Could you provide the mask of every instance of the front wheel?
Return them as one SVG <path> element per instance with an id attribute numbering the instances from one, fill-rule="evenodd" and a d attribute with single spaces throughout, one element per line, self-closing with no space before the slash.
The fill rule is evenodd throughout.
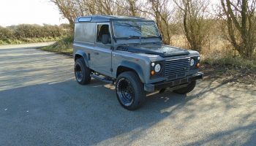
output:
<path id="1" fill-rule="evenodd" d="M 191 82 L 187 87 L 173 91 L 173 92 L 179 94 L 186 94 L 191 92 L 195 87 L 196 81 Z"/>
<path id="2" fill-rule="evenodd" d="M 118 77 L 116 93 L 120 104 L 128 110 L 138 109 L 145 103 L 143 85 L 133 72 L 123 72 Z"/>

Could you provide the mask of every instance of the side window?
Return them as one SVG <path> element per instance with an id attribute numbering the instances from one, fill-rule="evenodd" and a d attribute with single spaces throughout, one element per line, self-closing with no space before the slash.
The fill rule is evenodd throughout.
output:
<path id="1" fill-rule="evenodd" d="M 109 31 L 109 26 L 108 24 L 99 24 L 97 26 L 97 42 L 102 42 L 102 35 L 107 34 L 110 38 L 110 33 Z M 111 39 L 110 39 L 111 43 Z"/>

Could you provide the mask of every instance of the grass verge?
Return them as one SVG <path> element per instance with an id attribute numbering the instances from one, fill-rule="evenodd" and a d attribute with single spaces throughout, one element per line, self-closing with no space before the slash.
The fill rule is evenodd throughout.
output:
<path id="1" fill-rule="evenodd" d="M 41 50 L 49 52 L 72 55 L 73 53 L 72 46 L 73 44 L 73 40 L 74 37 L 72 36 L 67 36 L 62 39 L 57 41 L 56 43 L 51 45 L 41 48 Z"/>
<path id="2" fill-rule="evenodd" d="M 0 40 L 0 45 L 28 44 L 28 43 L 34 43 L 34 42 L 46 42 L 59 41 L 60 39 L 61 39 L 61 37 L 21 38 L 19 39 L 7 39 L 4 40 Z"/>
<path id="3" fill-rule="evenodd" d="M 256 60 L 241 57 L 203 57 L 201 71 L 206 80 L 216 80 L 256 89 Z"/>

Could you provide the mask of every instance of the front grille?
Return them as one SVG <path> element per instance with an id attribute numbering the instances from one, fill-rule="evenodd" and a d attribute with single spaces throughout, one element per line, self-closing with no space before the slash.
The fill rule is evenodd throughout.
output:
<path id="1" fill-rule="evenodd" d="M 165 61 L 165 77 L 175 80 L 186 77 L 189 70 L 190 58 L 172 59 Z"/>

****

◆ WORK REQUIRED: Put every line of the items above into a JSON list of strings, one string per line, skipping blank lines and leaving the pictures out.

◆ FINAL ANSWER:
[
  "Could you provide the mask of every instance of the front wheel?",
  "Return them as one SVG <path> element per instance with an id attribute numbering the instances from one, fill-rule=\"evenodd\" and a d attribute with single spaces throughout, one element per line, self-closing with no space before the slash.",
  "The fill rule is evenodd throughout.",
  "output:",
  "<path id=\"1\" fill-rule=\"evenodd\" d=\"M 191 82 L 187 87 L 173 91 L 173 92 L 179 94 L 186 94 L 191 92 L 195 87 L 196 81 Z\"/>",
  "<path id=\"2\" fill-rule=\"evenodd\" d=\"M 118 77 L 116 93 L 120 104 L 128 110 L 138 109 L 145 103 L 143 85 L 133 72 L 123 72 Z\"/>",
  "Could you provide the mask of every instance of the side window?",
  "Return them as one SVG <path> element per instance with an id attribute numbering the instances from one, fill-rule=\"evenodd\" and a d attribute with single spaces throughout, one element per line, self-closing with no space before the slash.",
  "The fill rule is evenodd throughout.",
  "output:",
  "<path id=\"1\" fill-rule=\"evenodd\" d=\"M 109 31 L 109 26 L 108 24 L 99 24 L 97 26 L 97 42 L 102 42 L 102 35 L 107 34 L 110 38 L 110 33 Z M 111 39 L 110 39 L 111 43 Z\"/>",
  "Could you provide the mask of every instance of the grass verge?",
  "Return them as one SVG <path> element per instance with an id attribute numbering the instances from one, fill-rule=\"evenodd\" and a d attribute with single spaces throughout, one element per line, self-closing with no space before the slash.",
  "The fill rule is evenodd throughout.",
  "output:",
  "<path id=\"1\" fill-rule=\"evenodd\" d=\"M 41 50 L 49 52 L 72 55 L 73 53 L 72 46 L 73 44 L 73 40 L 74 37 L 72 36 L 67 36 L 62 39 L 57 41 L 56 43 L 51 45 L 41 48 Z\"/>",
  "<path id=\"2\" fill-rule=\"evenodd\" d=\"M 0 40 L 0 45 L 28 44 L 28 43 L 34 43 L 34 42 L 46 42 L 59 41 L 60 39 L 61 39 L 61 37 L 21 38 L 19 39 L 7 39 L 4 40 Z\"/>",
  "<path id=\"3\" fill-rule=\"evenodd\" d=\"M 256 60 L 241 57 L 203 57 L 201 71 L 206 80 L 216 80 L 256 89 Z\"/>",
  "Could you provide the mask of every instance of the front grille?",
  "Return them as one SVG <path> element per instance with an id attribute numbering the instances from one, fill-rule=\"evenodd\" and a d attribute with single spaces throughout, one element per line, self-closing with no space before the slash.",
  "The fill rule is evenodd throughout.",
  "output:",
  "<path id=\"1\" fill-rule=\"evenodd\" d=\"M 165 61 L 165 77 L 175 80 L 186 77 L 189 70 L 190 58 L 172 59 Z\"/>"
]